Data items
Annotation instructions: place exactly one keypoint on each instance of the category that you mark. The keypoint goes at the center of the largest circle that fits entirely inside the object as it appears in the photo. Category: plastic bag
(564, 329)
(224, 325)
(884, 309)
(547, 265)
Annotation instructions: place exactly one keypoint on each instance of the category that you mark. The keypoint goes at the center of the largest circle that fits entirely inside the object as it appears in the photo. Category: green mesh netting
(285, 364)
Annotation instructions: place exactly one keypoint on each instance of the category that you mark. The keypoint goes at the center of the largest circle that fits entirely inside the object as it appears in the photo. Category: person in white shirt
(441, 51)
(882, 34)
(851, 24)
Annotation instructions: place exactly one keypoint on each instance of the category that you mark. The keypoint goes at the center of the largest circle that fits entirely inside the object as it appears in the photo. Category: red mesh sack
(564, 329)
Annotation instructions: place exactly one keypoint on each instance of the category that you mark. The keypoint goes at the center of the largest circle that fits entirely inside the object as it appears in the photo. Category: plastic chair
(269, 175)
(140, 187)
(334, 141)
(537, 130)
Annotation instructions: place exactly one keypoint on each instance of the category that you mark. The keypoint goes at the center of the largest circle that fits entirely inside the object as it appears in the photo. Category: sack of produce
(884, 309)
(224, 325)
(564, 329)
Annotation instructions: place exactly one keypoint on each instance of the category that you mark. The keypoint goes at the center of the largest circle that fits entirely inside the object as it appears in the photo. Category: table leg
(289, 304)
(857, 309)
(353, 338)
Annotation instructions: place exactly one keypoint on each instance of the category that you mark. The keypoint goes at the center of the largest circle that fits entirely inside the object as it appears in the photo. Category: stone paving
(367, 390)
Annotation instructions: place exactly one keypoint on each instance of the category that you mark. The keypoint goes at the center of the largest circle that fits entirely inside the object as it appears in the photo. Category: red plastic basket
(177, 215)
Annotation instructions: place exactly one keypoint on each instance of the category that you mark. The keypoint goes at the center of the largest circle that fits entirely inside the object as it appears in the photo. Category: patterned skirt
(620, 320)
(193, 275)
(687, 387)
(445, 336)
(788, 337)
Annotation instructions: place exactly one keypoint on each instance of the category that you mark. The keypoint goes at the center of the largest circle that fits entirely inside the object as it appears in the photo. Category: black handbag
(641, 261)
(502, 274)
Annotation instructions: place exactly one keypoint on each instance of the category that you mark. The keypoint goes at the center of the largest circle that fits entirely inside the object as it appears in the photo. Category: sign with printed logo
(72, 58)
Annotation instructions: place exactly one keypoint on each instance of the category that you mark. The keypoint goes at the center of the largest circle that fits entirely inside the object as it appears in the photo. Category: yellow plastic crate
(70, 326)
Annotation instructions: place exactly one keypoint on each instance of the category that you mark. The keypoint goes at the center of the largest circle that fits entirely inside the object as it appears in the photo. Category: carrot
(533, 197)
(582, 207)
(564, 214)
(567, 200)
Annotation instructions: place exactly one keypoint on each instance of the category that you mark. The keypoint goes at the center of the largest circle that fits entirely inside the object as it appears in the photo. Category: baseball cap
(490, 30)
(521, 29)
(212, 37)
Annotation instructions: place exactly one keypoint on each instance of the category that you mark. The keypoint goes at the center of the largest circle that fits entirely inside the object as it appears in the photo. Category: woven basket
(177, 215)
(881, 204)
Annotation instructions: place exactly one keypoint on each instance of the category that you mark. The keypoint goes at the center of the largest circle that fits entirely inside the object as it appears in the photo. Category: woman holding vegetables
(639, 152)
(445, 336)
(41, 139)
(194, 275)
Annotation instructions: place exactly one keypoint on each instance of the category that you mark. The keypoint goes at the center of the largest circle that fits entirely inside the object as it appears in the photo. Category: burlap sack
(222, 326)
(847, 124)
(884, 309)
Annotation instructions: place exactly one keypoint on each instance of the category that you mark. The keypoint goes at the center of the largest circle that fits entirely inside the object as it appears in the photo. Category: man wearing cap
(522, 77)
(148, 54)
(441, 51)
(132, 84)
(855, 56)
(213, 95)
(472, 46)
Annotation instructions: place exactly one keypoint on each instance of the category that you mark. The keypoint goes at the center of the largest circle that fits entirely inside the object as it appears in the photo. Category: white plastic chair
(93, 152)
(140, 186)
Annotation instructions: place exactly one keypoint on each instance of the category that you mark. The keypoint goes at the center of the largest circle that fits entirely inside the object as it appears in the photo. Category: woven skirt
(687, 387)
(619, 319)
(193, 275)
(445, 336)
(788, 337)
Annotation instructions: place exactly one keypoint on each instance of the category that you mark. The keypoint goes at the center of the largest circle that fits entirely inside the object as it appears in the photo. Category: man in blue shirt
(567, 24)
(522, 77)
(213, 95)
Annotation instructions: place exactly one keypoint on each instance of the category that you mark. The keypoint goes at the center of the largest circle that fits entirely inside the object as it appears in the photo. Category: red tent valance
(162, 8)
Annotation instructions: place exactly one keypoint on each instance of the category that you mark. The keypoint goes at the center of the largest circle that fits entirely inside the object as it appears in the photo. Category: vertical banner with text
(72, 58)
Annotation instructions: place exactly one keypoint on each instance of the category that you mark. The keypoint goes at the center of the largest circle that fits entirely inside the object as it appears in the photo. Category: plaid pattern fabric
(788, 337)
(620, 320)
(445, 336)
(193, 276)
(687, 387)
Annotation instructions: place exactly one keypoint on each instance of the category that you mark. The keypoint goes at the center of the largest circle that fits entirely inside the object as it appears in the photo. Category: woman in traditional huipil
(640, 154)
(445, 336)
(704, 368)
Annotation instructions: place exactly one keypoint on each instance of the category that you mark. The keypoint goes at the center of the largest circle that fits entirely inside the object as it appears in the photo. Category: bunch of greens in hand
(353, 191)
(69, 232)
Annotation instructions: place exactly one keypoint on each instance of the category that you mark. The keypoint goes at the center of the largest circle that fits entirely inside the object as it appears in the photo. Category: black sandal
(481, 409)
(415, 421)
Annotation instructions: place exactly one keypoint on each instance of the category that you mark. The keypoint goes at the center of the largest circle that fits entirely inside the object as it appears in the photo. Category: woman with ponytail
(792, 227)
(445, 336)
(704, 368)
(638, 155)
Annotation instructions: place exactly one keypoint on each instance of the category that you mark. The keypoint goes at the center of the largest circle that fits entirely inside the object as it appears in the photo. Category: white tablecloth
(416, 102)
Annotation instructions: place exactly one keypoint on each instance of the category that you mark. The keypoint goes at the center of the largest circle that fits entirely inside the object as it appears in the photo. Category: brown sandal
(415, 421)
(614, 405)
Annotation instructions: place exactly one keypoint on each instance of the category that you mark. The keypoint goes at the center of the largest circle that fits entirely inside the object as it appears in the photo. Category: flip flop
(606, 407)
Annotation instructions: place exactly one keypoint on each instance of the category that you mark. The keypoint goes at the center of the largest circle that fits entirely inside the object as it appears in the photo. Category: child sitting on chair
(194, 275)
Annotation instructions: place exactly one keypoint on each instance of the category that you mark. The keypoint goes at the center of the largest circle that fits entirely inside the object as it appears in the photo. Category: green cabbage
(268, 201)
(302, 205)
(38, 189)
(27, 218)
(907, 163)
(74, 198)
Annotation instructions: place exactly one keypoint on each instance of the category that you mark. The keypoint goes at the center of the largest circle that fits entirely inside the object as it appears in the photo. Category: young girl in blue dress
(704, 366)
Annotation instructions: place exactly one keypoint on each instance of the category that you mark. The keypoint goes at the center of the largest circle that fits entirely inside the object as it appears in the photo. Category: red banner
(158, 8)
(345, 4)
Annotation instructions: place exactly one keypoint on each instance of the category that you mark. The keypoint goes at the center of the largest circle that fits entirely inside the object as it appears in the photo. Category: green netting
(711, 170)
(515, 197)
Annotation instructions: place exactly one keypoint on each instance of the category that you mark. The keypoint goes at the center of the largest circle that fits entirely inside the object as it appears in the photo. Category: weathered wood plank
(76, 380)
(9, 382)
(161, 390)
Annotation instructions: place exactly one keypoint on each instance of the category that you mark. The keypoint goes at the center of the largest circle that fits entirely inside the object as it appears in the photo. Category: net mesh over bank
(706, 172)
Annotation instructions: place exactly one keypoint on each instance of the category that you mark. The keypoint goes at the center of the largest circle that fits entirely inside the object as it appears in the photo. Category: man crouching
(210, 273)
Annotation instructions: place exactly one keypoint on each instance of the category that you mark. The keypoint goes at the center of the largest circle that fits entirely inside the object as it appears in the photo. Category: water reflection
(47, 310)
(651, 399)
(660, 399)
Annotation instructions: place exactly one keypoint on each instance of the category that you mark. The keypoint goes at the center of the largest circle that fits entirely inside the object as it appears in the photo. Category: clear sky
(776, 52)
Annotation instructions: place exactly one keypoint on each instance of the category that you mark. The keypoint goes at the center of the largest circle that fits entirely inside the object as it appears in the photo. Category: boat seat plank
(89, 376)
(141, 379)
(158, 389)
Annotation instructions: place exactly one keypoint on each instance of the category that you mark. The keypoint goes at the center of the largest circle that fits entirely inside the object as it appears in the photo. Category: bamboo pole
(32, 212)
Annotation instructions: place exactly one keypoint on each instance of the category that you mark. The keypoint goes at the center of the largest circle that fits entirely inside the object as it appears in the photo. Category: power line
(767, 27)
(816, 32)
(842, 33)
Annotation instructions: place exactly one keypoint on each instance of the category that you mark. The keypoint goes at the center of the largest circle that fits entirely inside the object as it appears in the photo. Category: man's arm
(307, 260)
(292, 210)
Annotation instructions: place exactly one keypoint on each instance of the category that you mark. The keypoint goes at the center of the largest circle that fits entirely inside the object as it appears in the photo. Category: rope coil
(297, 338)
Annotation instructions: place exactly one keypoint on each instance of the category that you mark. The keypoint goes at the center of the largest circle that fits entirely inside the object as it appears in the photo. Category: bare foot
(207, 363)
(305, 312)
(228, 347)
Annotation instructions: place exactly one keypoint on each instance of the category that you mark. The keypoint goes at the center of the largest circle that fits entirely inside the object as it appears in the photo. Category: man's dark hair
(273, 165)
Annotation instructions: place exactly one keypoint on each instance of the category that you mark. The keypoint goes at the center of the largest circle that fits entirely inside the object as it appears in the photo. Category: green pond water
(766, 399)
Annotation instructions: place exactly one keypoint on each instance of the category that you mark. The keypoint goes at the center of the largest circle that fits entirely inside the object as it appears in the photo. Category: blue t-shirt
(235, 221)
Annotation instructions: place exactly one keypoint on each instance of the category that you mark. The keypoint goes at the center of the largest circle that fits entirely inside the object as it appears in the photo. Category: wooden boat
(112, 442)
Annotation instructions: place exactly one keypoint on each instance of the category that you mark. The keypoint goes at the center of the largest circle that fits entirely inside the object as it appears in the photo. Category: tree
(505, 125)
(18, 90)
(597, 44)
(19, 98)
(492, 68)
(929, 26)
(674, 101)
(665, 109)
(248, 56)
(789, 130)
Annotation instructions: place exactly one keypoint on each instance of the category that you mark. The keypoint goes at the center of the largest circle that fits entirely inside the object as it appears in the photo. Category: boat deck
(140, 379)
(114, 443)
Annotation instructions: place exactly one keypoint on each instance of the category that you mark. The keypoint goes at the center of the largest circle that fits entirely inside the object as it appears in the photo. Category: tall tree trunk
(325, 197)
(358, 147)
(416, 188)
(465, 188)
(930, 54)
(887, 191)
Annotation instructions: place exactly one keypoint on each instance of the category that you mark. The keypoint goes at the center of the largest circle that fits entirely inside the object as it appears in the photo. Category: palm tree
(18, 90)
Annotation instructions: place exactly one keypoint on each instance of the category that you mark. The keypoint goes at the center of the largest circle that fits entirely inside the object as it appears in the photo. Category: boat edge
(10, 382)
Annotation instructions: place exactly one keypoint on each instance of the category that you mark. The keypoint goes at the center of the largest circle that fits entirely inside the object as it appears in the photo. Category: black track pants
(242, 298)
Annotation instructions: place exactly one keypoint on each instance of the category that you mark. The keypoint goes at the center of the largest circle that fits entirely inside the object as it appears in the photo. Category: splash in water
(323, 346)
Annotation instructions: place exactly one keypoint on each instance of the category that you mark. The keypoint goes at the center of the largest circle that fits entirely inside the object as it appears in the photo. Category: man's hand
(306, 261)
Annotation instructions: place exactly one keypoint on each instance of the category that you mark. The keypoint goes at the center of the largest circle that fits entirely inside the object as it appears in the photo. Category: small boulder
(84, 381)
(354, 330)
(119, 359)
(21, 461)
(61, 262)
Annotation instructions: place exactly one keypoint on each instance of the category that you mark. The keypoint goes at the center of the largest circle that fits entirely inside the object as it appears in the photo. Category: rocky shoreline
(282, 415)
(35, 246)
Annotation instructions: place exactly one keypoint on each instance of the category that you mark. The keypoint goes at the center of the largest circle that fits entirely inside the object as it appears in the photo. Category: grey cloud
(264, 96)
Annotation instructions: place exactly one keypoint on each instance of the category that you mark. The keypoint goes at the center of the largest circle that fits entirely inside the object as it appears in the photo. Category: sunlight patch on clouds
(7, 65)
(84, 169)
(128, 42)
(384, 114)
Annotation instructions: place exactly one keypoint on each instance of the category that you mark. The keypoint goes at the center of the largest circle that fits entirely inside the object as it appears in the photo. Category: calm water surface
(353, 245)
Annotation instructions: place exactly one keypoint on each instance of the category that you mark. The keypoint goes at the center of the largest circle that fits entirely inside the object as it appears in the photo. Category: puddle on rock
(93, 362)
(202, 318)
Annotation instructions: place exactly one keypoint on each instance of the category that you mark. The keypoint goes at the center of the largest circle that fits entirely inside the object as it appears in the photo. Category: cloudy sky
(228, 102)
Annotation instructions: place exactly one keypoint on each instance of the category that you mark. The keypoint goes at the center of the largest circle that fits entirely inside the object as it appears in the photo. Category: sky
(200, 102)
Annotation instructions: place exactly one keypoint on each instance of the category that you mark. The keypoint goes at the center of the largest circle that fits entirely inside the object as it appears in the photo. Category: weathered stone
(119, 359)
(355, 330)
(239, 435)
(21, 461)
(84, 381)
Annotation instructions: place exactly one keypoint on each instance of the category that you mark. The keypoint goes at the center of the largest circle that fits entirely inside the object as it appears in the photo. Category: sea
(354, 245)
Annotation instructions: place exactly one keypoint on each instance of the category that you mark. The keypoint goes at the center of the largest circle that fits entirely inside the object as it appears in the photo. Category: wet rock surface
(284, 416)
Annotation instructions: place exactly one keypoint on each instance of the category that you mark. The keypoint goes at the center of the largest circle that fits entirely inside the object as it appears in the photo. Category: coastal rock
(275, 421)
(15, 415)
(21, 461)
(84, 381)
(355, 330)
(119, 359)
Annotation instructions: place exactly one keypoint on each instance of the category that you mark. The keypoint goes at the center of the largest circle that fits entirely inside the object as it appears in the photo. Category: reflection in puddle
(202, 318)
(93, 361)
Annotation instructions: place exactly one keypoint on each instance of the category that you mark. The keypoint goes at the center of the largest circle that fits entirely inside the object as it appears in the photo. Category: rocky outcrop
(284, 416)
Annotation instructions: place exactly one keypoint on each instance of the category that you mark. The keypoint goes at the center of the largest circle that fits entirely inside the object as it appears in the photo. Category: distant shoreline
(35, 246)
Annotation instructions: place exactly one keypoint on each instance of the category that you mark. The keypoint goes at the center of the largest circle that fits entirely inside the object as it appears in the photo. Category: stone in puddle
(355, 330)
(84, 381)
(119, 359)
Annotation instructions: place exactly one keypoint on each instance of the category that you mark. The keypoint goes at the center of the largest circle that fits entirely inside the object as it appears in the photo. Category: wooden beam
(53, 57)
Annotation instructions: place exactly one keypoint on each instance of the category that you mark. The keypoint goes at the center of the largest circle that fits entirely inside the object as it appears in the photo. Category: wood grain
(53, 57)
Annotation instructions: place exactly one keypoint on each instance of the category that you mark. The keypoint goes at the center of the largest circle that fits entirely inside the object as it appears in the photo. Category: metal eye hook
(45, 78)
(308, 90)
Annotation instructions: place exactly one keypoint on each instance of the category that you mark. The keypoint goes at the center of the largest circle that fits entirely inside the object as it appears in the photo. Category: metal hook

> **DIRECTIONS**: Reproduce, exactly and with nothing added, the lines from the one that includes "reflection in puddle" through the last line of the material.

> **RESULT**:
Annotation instructions: place exactly one keypoint on each instance of the category that you mark. The keypoint goes at the center of the largest circle that fits entirely inside the object as it appears in the photo. Category: reflection in puddle
(202, 318)
(93, 361)
Annotation instructions: place exactly one keypoint on each instance of the category that you mark. The keypoint goes at the center of the largest circle that fits entirely inside the object as it appears in the photo. Category: rocky outcrop
(284, 416)
Annotation instructions: place exactly one keypoint on each instance of the category that you mark. The keypoint goes at the center of the largest circle that fits entirely inside the object as it appears in the photo. Category: distant shoreline
(35, 246)
Annotation instructions: place exactly one keypoint on each instance of the category that you mark. The keypoint goes at the center of the largest circle that fits entirely inside the object as it appears in the photo. Category: stone in puddle
(355, 330)
(84, 381)
(119, 359)
Annotation instructions: place exactly one keypoint on each instance of the category that you mark. The keypoint goes at the center of the largest circle that fits entirely inside the object as it appears in the photo. Category: wooden beam
(53, 57)
Annotation instructions: place exactly one keypoint on each instance of the category that you mark. The keypoint goes at the center of the largest circle that fits entirely inside the object as it appears in the photo. Category: wood grain
(53, 57)
Annotation instructions: place exactly one keypoint on each instance of the category that you mark. The keypoint goes at the center of the largest circle that fits entirely inside the object as it appears in the photo. Category: metal eye hook
(45, 78)
(308, 90)
Annotation instructions: place exactly one keypoint on each instance of the category that you mark. The keypoint goes at the center of the largest circle that fits entirely inside the object as it appears in the photo. Category: metal hook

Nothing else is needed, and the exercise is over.